- Exercise details -
Filter the entries below, keeping every line that has the word "foot".

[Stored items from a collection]

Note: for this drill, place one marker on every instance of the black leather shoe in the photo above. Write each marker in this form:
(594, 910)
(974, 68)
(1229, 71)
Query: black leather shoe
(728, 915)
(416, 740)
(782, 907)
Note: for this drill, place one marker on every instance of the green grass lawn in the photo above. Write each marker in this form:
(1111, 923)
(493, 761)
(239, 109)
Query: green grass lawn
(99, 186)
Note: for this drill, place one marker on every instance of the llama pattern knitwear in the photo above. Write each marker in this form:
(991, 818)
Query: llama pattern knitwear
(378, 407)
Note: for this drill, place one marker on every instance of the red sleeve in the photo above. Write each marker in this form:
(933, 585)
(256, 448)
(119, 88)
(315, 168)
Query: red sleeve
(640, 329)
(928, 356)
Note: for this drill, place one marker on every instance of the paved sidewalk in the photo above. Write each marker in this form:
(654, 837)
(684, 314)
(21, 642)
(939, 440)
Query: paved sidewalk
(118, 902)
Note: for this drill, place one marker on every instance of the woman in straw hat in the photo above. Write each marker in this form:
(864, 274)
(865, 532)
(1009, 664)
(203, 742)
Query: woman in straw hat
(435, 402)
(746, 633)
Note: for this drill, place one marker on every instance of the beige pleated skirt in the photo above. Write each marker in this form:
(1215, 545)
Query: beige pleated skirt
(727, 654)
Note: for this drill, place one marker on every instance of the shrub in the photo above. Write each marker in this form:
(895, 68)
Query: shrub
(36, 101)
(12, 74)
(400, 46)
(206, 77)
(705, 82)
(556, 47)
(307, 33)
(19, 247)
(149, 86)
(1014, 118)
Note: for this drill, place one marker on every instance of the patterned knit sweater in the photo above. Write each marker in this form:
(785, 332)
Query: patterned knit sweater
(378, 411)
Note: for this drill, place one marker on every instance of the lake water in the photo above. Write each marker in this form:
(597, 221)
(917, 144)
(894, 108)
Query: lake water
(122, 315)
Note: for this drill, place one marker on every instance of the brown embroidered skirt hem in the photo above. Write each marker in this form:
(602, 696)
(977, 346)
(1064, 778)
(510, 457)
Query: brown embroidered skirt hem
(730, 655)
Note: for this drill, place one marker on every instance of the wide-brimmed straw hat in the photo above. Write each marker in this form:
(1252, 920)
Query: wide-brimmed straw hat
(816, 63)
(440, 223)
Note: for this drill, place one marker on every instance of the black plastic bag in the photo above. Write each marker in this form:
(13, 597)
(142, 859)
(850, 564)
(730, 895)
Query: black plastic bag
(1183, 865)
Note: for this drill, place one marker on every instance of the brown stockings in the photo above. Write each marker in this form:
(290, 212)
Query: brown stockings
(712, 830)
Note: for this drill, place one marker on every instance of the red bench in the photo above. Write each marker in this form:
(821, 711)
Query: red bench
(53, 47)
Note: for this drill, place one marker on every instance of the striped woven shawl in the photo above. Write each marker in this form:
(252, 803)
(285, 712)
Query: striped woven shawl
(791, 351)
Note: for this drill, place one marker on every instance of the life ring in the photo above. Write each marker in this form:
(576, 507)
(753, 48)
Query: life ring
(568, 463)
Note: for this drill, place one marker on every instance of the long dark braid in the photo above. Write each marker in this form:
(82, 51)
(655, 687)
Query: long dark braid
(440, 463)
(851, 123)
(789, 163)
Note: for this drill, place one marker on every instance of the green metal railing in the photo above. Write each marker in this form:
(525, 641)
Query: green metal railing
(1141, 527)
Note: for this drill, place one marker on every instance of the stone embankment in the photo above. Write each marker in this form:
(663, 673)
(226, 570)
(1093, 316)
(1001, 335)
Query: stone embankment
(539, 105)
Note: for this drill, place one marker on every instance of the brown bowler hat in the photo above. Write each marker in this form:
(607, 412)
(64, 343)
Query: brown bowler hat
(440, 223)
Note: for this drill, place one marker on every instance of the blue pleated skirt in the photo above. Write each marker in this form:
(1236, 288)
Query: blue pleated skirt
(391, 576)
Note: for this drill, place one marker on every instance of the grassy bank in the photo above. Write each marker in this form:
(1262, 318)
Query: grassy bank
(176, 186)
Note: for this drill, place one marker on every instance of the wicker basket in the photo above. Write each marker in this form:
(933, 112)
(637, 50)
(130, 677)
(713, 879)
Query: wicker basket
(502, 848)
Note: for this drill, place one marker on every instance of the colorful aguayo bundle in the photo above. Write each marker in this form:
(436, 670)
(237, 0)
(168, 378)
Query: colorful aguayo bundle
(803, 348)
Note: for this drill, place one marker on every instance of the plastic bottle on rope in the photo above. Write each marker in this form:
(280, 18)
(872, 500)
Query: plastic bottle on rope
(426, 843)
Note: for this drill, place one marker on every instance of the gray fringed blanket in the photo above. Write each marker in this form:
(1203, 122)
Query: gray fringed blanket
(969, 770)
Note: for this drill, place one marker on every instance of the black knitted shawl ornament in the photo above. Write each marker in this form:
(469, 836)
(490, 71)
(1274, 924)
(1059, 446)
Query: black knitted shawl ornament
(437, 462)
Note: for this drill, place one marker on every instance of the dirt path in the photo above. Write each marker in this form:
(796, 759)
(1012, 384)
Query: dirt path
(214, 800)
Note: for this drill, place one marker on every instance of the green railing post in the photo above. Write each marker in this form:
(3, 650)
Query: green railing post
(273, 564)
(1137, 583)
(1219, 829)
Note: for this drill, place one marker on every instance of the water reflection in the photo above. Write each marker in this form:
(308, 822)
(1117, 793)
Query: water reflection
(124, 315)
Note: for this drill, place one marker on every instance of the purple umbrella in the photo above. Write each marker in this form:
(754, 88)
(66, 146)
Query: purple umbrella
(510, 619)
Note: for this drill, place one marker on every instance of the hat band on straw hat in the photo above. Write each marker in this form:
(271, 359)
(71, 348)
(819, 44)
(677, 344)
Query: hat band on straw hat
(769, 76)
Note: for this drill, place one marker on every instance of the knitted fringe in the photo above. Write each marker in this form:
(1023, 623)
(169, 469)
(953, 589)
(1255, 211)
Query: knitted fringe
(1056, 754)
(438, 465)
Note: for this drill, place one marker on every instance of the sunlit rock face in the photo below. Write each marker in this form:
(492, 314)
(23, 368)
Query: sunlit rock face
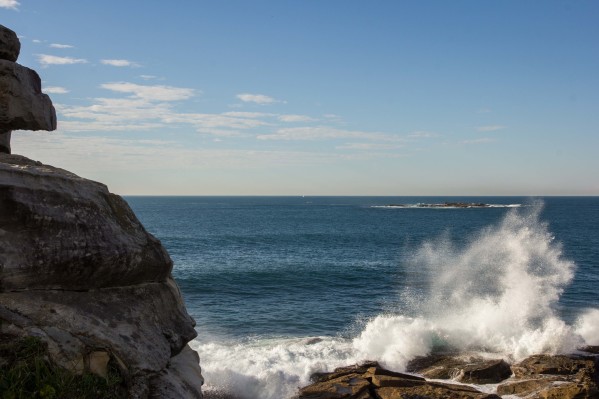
(23, 106)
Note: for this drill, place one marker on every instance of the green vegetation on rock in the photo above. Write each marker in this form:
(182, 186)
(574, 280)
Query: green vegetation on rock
(27, 372)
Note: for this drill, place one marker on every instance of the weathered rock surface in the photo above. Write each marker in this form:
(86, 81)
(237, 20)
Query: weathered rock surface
(23, 106)
(59, 231)
(78, 270)
(10, 46)
(537, 377)
(355, 382)
(559, 377)
(466, 369)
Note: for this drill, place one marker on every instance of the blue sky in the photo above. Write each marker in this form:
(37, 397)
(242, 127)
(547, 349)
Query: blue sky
(334, 97)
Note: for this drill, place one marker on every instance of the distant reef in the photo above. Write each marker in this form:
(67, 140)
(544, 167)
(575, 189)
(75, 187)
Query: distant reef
(443, 205)
(78, 271)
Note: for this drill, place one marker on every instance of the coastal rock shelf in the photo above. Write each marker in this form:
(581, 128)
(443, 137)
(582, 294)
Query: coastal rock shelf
(537, 377)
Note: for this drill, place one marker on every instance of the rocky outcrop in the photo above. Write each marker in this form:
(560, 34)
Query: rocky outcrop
(466, 369)
(370, 381)
(79, 271)
(537, 377)
(10, 46)
(78, 236)
(559, 377)
(23, 106)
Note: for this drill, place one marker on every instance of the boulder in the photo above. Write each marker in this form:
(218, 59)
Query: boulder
(442, 367)
(10, 46)
(23, 106)
(181, 375)
(554, 365)
(62, 232)
(463, 368)
(555, 377)
(346, 386)
(433, 390)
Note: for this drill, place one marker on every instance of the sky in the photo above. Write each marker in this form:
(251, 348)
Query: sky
(306, 97)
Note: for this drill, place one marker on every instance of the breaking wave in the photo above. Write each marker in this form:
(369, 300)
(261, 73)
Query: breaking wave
(497, 294)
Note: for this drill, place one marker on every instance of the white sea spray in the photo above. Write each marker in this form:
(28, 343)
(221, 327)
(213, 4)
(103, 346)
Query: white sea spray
(497, 294)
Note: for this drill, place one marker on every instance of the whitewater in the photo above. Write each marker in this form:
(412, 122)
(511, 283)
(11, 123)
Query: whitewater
(494, 292)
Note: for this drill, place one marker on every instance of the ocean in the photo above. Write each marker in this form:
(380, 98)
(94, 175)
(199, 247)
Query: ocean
(282, 287)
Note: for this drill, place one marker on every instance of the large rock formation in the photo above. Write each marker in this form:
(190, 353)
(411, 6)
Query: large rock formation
(370, 381)
(537, 377)
(23, 106)
(78, 270)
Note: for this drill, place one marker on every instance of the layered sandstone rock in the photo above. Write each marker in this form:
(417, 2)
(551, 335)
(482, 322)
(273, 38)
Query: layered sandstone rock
(23, 106)
(537, 377)
(370, 381)
(78, 270)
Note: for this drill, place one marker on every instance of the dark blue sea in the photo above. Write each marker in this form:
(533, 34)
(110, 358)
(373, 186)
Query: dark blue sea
(282, 287)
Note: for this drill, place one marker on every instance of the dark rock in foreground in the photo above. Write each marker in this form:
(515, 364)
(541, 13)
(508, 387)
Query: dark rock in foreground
(465, 369)
(537, 377)
(377, 383)
(79, 271)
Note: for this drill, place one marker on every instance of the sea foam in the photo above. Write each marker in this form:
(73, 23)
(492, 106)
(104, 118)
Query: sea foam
(496, 294)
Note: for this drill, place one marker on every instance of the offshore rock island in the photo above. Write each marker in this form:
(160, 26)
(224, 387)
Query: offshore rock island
(78, 271)
(442, 205)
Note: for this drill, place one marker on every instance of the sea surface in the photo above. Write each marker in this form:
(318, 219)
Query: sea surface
(282, 287)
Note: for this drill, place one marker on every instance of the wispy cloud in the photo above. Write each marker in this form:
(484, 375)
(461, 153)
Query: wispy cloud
(55, 90)
(256, 98)
(120, 63)
(46, 60)
(369, 146)
(151, 93)
(10, 4)
(489, 128)
(58, 45)
(295, 118)
(324, 133)
(482, 140)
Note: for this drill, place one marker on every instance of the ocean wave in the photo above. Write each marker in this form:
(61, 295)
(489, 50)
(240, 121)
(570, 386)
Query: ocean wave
(496, 295)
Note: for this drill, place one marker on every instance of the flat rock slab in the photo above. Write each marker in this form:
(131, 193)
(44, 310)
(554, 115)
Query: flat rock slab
(77, 235)
(23, 106)
(466, 369)
(10, 46)
(372, 381)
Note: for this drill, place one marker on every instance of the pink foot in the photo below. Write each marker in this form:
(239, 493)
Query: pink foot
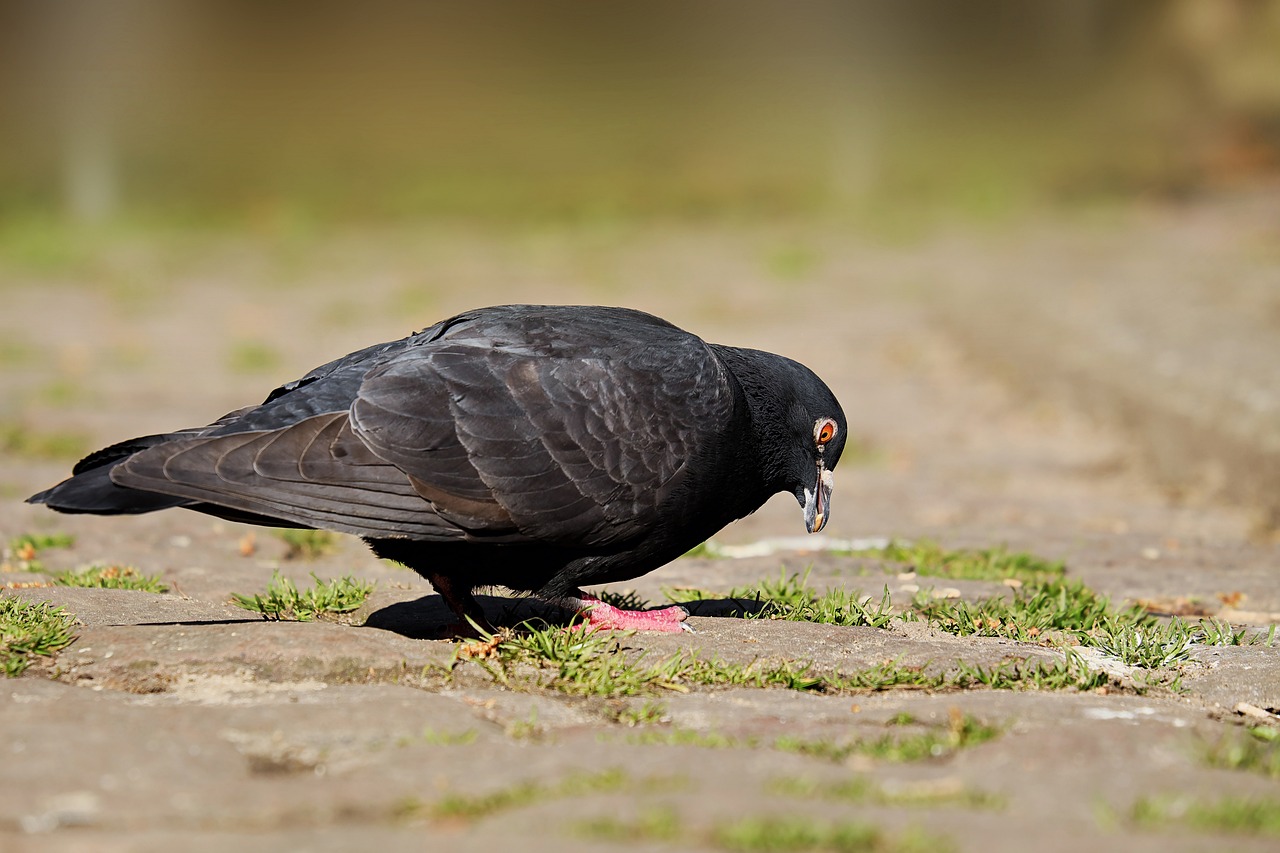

- Output of the task -
Note: for this drill, place one marker on every instance of the pink foot in the photo below. Write each marker in this form:
Query: pink foot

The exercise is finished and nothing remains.